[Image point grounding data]
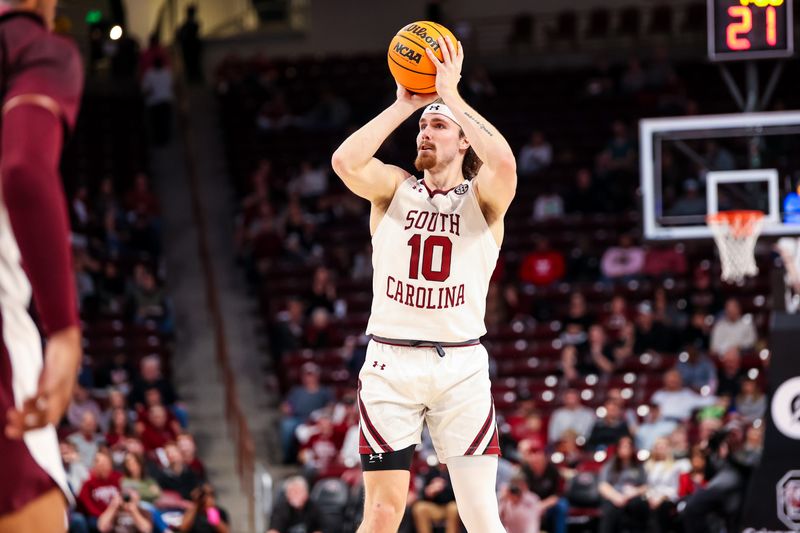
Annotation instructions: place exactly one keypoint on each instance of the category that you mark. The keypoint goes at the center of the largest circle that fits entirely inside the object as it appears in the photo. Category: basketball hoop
(736, 233)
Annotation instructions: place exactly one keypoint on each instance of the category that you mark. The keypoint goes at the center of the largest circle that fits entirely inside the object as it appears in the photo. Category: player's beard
(425, 160)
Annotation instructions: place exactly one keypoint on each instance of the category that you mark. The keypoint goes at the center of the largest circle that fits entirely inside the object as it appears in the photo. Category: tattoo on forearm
(480, 124)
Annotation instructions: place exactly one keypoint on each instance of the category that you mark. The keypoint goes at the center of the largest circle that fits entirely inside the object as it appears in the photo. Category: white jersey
(433, 256)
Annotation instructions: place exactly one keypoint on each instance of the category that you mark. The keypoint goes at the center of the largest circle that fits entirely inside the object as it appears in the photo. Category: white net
(736, 233)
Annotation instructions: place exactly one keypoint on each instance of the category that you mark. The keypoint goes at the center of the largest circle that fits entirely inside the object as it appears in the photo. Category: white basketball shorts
(400, 387)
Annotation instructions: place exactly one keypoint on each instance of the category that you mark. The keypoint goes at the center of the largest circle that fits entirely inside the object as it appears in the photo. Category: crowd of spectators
(638, 461)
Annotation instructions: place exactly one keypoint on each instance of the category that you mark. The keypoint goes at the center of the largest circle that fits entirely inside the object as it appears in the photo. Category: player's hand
(61, 362)
(415, 100)
(448, 71)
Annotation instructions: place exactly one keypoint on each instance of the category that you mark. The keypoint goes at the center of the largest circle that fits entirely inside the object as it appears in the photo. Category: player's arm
(496, 181)
(32, 136)
(354, 161)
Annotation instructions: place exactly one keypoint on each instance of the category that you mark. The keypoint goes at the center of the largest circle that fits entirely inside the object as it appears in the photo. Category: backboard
(695, 166)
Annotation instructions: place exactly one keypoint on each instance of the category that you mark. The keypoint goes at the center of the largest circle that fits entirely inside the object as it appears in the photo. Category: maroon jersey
(40, 87)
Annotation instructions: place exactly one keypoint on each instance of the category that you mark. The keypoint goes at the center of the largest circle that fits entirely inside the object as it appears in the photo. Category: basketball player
(40, 86)
(436, 240)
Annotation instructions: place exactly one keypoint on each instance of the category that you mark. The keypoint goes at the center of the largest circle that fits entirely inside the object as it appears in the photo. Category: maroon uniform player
(40, 85)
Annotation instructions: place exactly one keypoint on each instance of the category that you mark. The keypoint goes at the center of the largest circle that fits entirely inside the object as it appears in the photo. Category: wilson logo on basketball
(408, 53)
(422, 33)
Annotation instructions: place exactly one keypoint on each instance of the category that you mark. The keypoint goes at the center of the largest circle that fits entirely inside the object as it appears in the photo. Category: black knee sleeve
(397, 460)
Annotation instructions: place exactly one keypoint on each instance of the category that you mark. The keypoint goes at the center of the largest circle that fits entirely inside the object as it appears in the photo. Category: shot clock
(750, 29)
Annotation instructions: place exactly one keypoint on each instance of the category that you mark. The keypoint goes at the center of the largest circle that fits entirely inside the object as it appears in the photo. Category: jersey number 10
(431, 243)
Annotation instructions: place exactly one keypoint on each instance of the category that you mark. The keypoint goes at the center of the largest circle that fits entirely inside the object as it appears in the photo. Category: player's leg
(474, 478)
(385, 501)
(45, 514)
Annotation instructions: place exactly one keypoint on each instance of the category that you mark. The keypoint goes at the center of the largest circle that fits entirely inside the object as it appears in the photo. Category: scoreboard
(750, 29)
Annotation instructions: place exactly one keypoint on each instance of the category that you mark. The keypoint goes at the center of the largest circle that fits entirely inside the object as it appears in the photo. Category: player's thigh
(462, 418)
(386, 488)
(45, 514)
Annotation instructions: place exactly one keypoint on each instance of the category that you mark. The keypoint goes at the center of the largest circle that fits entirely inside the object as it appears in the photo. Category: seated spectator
(543, 266)
(301, 401)
(156, 431)
(297, 513)
(571, 416)
(622, 262)
(123, 515)
(320, 333)
(732, 330)
(323, 291)
(436, 503)
(618, 316)
(619, 155)
(288, 328)
(695, 478)
(578, 313)
(205, 516)
(534, 156)
(119, 428)
(86, 440)
(544, 480)
(677, 402)
(751, 403)
(100, 489)
(596, 357)
(188, 450)
(653, 428)
(664, 261)
(649, 334)
(548, 205)
(585, 198)
(697, 371)
(623, 485)
(81, 403)
(77, 472)
(177, 476)
(135, 479)
(732, 455)
(731, 374)
(519, 508)
(662, 482)
(321, 450)
(152, 377)
(609, 428)
(150, 303)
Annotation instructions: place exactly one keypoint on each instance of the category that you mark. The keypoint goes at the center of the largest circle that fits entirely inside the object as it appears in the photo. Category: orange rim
(741, 223)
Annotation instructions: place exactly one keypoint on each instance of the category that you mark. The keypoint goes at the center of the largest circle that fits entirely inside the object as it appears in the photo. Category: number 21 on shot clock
(750, 29)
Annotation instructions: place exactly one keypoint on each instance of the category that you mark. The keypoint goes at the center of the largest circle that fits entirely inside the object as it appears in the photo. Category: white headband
(440, 109)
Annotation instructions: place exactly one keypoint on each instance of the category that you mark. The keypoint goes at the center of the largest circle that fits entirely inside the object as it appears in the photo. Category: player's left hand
(448, 71)
(61, 362)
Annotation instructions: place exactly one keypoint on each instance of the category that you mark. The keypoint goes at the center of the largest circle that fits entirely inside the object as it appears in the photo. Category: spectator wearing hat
(570, 416)
(301, 401)
(520, 509)
(732, 330)
(544, 481)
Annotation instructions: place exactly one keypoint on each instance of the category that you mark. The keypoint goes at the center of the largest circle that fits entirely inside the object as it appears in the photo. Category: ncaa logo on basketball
(788, 498)
(785, 408)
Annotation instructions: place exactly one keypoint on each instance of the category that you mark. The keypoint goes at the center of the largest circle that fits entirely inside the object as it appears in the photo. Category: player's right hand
(61, 362)
(414, 99)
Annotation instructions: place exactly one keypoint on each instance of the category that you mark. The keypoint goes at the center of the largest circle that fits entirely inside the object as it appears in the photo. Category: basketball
(408, 63)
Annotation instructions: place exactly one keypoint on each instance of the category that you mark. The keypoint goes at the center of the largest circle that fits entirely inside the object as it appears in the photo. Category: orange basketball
(407, 60)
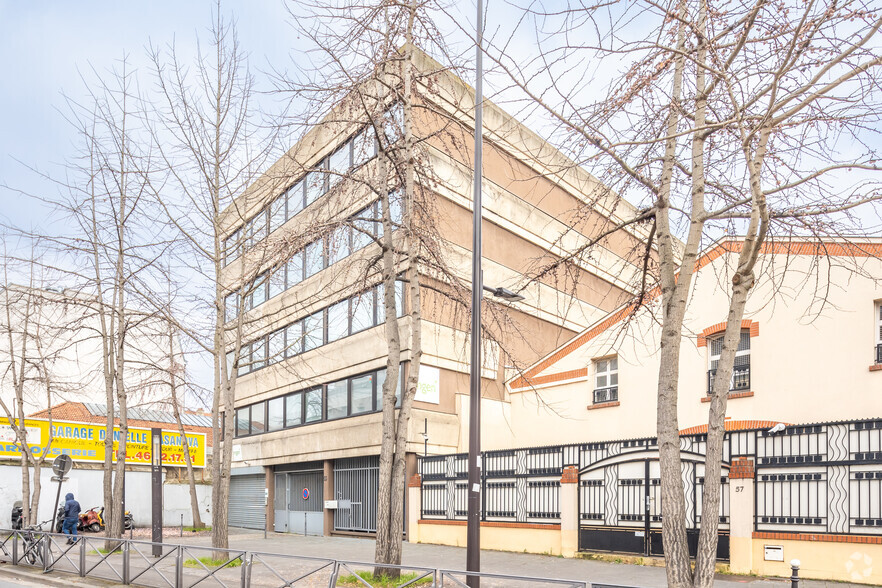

- **What you have to do**:
Reproduce every record above exactly, omitting the pictures.

- **Task output**:
Annotation instructions: place exactly one keypoint on each instance of the category that you mark. The keypoint goes at the center of the largest circle that fits entirely inside the object as it appears in the photo. Category: basketball hoop
(736, 233)
Annotation instructions: place exactly one keypoint on each instance of the category that you mark. The keypoint goes at the center of the largest circle that fits entirely inside the object as it appears in the photo. Category: player's beard
(425, 160)
Annotation instructions: place exactly one keypoint on each instance of the category that you mark. The keypoint goes at the center of the largest circle that fits entirely inside the object as it appears in the photo. Category: tattoo on forearm
(480, 124)
Annotation instructions: place exactly one keypoint on each instance of the category that you mark. The keypoint goes at the center of the largest circle that fits entirely inside the object as it appears in the photo. Category: white jersey
(433, 256)
Annotation instructions: place exactly one keypoint on each instance of the category that you mark. The keypoint goes at the center of the largest circle that fits entirely inside the object as it appears in the photo. Category: white net
(736, 233)
Annotation instructions: place exactly one keypoint on each instance of the category that you mark. The keypoint goes at the center of the largest circle that fits entirely inside the object as it appears in the photo. Category: white basketball shorts
(400, 387)
Annotation instructions: place exactly one keypoint on each instance of the category that you mark. The keypoint goes at the center of the largest circle that fits entirely inside the object as it appears in the photo. Category: crowd of spectators
(638, 461)
Annotation instructions: place exactly one keypoint on each instance of the category that you mark. The keypoint goes at the center of the largest circle that fits entirely inside the object as it appears in the photo. Category: player's hand
(61, 362)
(415, 100)
(448, 71)
Annotation instructions: place exactly one keypoint on each instance of the category that you mark. The keypoint goes at the center of the largest circle that fits entirely inside the object as it appears in the photo. Category: player's arm
(496, 181)
(32, 136)
(354, 161)
Annotation instructions: place exactly one keypoint on each instance of the category that you mark. The keypoint goes at the center of the largest circle that fits entirely inside the object as it appears in the photo. Category: backboard
(695, 166)
Annotation instructions: place exactly one keypoint on each instance of the category that you mark. The keypoint goes at the center of the largest circle that fits entirely inside the object as it appears in the photo. Category: maroon jersey
(40, 87)
Annotation instructions: place exactly one keypoint on each instance of the category that you mark. The keypoint goes at the center of the largest circle that fits entirely inside the object as it appears in the photo. Category: basketball player
(40, 86)
(436, 240)
Annotation instructions: place exactly one keypoint on each instance of the category that you mark. The keypoint goes at the center of the largest circle that fits entirely inside the object as it appears in the photo. Category: maroon uniform player
(40, 85)
Annotation instructions: place exactly one keypoint on each instance of the category that you mark. The keypoint goes at the center of the largest circle that fits entirely inside the object as it appears in the photo. Category: wilson logo on basketball
(408, 53)
(422, 33)
Annotation instructions: place exactly one keypoint on each instance of the category that you mark. The keypoint goes at the center of the largest circle that fits entirely inside the object as it appears in the photo. Category: black knee sleeve
(397, 460)
Annotation instructions: place exactly one keypoint on each instance of the category that you mark. The keypoint goes at the center of the largest circle that fits entirely inside the object as it appears in the photo. Category: shot clock
(750, 29)
Annotation instructions: place exactly one keypoint on each instance of the category that you mark. The keypoint goes at the center of the largest circle that fits entirely inside the object as it appears in the photo. Category: jersey number 10
(431, 243)
Annotation instructions: place exactly one keypoint on each instance of the category that you mark. The keypoint goes at the center of the largest circle that fits entirely inside the object as it appears in the photo. Category: player's leg
(474, 478)
(385, 501)
(45, 514)
Annotation instructions: place exactly one keypoint on each instance of the category that you mark. The keypoint goes at the center of the largest circle that fits entirely inside the object as it appears in the photo. Category: scoreboard
(750, 29)
Annotation instructions: place exactly one keypoint on each instance of the category that you mark. The keypoint goes at the center of the largest circle that fits entirely inside the object as it appears in the photo. Category: player's thigh
(462, 418)
(386, 488)
(45, 514)
Annotation instructions: place exactly one keypoint on each instance of the category that you mark. The keypoint goes at the center of the largest circle that fits entirely inside the object as it appears in the photo. Category: seated spectator
(543, 266)
(301, 401)
(156, 431)
(297, 513)
(571, 416)
(622, 262)
(123, 515)
(320, 333)
(732, 330)
(323, 291)
(436, 503)
(618, 316)
(619, 155)
(288, 328)
(695, 478)
(578, 313)
(205, 516)
(534, 156)
(119, 428)
(86, 440)
(544, 480)
(677, 402)
(751, 403)
(100, 489)
(596, 357)
(188, 450)
(653, 428)
(664, 261)
(649, 334)
(548, 205)
(585, 198)
(697, 371)
(623, 485)
(81, 403)
(77, 472)
(177, 476)
(135, 479)
(732, 455)
(731, 374)
(519, 508)
(662, 482)
(321, 450)
(152, 377)
(609, 428)
(150, 303)
Annotation instructions: place exactly one keypoint on each instance of the category that you mark. The keypoint goes at the center of the largest circle that fits entirely inside the object as it appears in the photo. Category: orange rim
(741, 223)
Annotation instructions: place exactly one keypoint on each instance of the category that you mark. The keypoint goes at the center of the largest circle that fits entirely inside the object as it appears in the photo. Category: number 21 on shot clock
(750, 29)
Annotation instructions: place exactly one keypoint on each instance of the category that you mark. The keypoint goes at the center of the largest circle that fits entirely inside the object as it appears in the photo. Category: white headband
(440, 109)
Annotation instructions: place exactly one keypoint on each instance of the category that you mark. The keypoint goes at the center of the largest circle that fits entirely inside the object as it appears in the photo. Category: player's left hand
(448, 71)
(61, 362)
Annotation instructions: place exactly one keypoint on each instance of the category that you mark. The keypoint goes at the center of the largest circle that fits entirely inside the object as it appears in the photo. Category: spectator wearing hat
(570, 416)
(301, 401)
(520, 509)
(732, 330)
(544, 481)
Annotation instructions: place exactly one keypoint on each instance of the category that you mark. The keypoint goes at the center of the largest circle that fits entirely inside the object as it appears in the photo. Category: ncaa logo on basketball
(788, 498)
(785, 408)
Annotation instructions: place exactly one keypoint on each instance of the category that you mark. The keypoint goes at the center of the largest circle that fits entirely inside the object as it appears in the photo. Category: player's right hand
(61, 362)
(414, 99)
Annotation instructions: place exactly one keypoint on each instance of the category that you mark. The keypoint goes at the center of the largest circle that fits entirely inside the object as it appears in the photo. Category: basketball
(408, 63)
Annotation instructions: place exactly one keypoint on each instance of the category that you mark. The keypoint goes at the center of the largest circle that fits entirely inside the object as it appears in the photo. Category: orange basketball
(407, 60)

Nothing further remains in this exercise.